SET TASKS
(a) Quote the Bernhard Stengele profile word for word, between "Bernhard Stengele (born" and "party in Thuringia.", inclusive.
(b) Using the Bernhard Stengele profile, explain in one to three sentences why he is called a director, actor, and politician.

====== PROVIDED PASSAGE

Second Deputy Minister-President of Thuringia
- Incumbent
- Assumed office 1 February 2023
- Preceded by: Anja Siegesmund

Minister for the Environment, Energy and Nature Conservation of Thuringia
- Incumbent
- Assumed office 1 February 2023
- Preceded by: Anja Siegesmund

Spokesman for Alliance 90/The Greens in Thuringia
- In office 25 January 2020 – 4 March 2023 Serving with Ann-Sophie Bohm-Eisenbrandt
- Succeeded by: Max Reschke

Personal details
- Born: Bernhard Stengele 23 April 1963 (age 62) Wangen im Allgäu, Baden-Württemberg, West Germany
- Party: Alliance 90/The Greens
- Profession: Actor, director

= Bernhard Stengele =

German director, actor, and politician

Bernhard Stengele (born 23 April 1963) is a German director, actor, and politician of Alliance 90/The Greens, who has been serving as Second Deputy Minister-President and Minister for the Environment, Energy and Nature Conservation in the Thuringia state government since February 2023. Between January 2020 and March 2023, he served as co-spokesperson of the party in Thuringia.

============
====== RECORDS

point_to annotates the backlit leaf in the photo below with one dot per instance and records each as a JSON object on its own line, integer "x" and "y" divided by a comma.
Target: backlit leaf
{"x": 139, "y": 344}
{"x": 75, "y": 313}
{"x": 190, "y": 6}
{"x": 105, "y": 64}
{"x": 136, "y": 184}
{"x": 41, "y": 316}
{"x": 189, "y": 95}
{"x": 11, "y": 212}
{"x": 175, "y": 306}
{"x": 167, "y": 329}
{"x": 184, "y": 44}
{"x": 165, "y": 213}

============

REPLIES
(a)
Bernhard Stengele (born 23 April 1963) is a German director, actor, and politician of Alliance 90/The Greens, who has been serving as Second Deputy Minister-President and Minister for the Environment, Energy and Nature Conservation in the Thuringia state government since February 2023. Between January 2020 and March 2023, he served as co-spokesperson of the party in Thuringia.

(b) His listed profession is actor and director. He also belongs to Alliance 90/The Greens and has held political posts: co-spokesperson of the party in Thuringia from January 2020 to March 2023, and Second Deputy Minister-President and Minister for the Environment, Energy and Nature Conservation of Thuringia since February 2023.